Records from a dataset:
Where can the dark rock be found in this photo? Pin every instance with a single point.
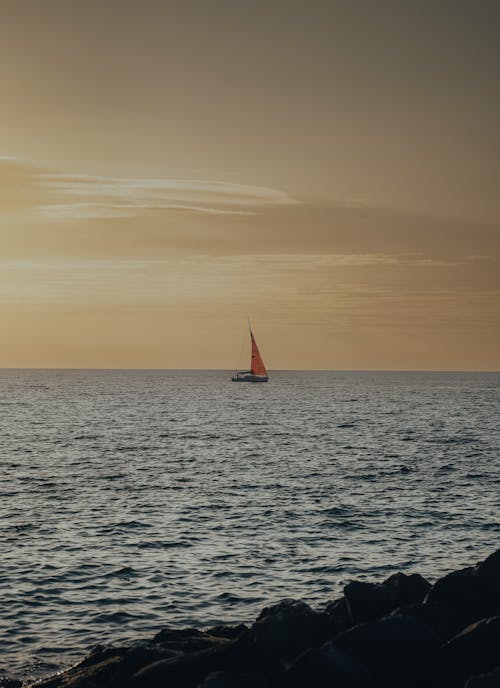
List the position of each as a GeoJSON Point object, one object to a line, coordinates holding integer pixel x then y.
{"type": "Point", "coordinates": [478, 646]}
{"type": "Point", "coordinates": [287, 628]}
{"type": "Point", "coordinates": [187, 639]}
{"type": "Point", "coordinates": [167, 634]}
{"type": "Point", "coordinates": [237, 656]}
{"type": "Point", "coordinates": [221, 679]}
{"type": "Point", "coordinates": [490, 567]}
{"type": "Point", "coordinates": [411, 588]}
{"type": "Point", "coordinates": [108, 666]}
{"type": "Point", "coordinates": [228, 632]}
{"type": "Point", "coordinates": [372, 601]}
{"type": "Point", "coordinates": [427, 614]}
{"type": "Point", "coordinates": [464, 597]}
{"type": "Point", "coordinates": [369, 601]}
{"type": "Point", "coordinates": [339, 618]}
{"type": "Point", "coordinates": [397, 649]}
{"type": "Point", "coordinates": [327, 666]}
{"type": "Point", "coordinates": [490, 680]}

...

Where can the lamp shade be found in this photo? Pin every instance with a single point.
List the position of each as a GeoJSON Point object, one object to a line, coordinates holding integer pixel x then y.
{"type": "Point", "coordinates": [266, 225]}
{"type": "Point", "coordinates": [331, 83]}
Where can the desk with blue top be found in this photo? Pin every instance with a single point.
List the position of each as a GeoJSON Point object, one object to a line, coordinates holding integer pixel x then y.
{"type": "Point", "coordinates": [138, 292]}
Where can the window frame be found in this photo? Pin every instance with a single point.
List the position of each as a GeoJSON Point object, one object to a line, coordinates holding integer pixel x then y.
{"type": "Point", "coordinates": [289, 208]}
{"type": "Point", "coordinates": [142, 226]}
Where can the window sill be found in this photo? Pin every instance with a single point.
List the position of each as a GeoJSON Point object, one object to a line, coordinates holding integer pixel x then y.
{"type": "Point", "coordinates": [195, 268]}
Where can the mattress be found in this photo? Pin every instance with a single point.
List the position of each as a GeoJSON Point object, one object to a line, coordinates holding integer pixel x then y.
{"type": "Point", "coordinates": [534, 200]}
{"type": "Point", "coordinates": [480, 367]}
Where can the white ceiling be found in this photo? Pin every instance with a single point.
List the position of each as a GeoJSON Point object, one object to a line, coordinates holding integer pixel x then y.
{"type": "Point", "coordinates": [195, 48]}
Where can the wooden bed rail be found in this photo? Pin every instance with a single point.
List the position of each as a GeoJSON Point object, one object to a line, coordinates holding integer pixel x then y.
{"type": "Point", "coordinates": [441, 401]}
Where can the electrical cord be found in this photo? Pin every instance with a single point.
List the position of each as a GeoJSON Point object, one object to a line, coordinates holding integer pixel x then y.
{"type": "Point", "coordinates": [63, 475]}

> _To do_
Which lines in the entries contain the word "window"? Gather each of them in full.

> _Expected output_
Where can the window frame be found in this photo? Pin every instance with a single point.
Where can the window sill be found in this photo? Pin every instance with a single point.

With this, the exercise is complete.